Brano proposto »
★ ★ ★ ★ ★ ★ ★

Una delle novità maggiormente oggetto di risalto mediatico è l’attenzione dedicata al possesso, da parte dei minori, di cellulari o altri strumenti ritenuti pericolosi o perniciosi.

In primo luogo, la facoltà per il Questore di imporre alle persone definitivamente condannate per delitti non colposi, con l’avviso orale, il divieto di possedere o utilizzare, in tutto o in parte, una serie di beni – ovvero qualsiasi apparato di comunicazione radiotrasmittente, radar e visori notturni, indumenti e accessori per la protezione balistica individuale, mezzi di trasporto blindati o modificati al fine di aumentarne la potenza o la capacità offensiva, ovvero comunque predisposti al fine di sottrarsi ai controlli di polizia, armi a  modesta capacità offensiva, riproduzioni di armi di qualsiasi tipo, compresi i giocattoli riproducenti armi, altre armi o strumenti, in libera vendita, in grado di nebulizzare liquidi o miscele irritanti non idonei ad arrecare offesa alle persone, prodotti pirotecnici di qualsiasi tipo, nonché sostanze infiammabili e altri mezzi comunque idonei a provocare lo sprigionarsi delle fiamme, nonché programmi informatici ed altri strumenti di cifratura o crittazione di conversazioni e messaggi – è ora estesa anche nei confronti dei minori ultraquattordicenni.

★ ★ ★ ★ ★ ★ ★

Dati forniti »
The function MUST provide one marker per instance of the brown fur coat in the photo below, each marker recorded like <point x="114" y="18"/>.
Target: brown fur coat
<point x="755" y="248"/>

★ ★ ★ ★ ★ ★ ★

Esercizi da svolgere »
A. Secondo il brano, con quale strumento il Questore impone il divieto di possedere o utilizzare i beni elencati?
B. Elenca tutte le voci di beni vietati, riportate nel brano, nelle quali compare la parola "armi".
C. Prosegui il brano sulle misure rivolte ai minori, riprendendo subito dopo la sua ultima frase.

Le risposte »
A. Con l'avviso orale.

B.
- armi a modesta capacità offensiva
- riproduzioni di armi di qualsiasi tipo, compresi i giocattoli riproducenti armi
- altre armi o strumenti, in libera vendita, in grado di nebulizzare liquidi o miscele irritanti non idonei ad arrecare offesa alle persone

C.
Ma soprattutto, dopo il comma 6 dell’art. 3 del codice antimafia, sono inseriti i commi 6-bis, 6-ter e 6-quater, a mente dei quali, nei casi di cui ai commi 1 e 3-bis – e dunque ora anche nei confronti dei minori ultraquattordicenni – se il soggetto al quale è notificato l’avviso orale risulta condannato, anche con sentenza non definitiva, per uno o più delitti contro la persona, contro il patrimonio ovvero inerenti alle armi o alle sostanze stupefacenti, il Questore può proporre al tribunale l’applicazione del divieto di utilizzare, in tutto o in parte, piattaforme o servizi informatici e telematici specificamente indicati nonché il divieto di possedere telefoni cellulari, altri dispositivi per le comunicazioni dati e voce o qualsiasi altro apparato di comunicazione radio trasmittente.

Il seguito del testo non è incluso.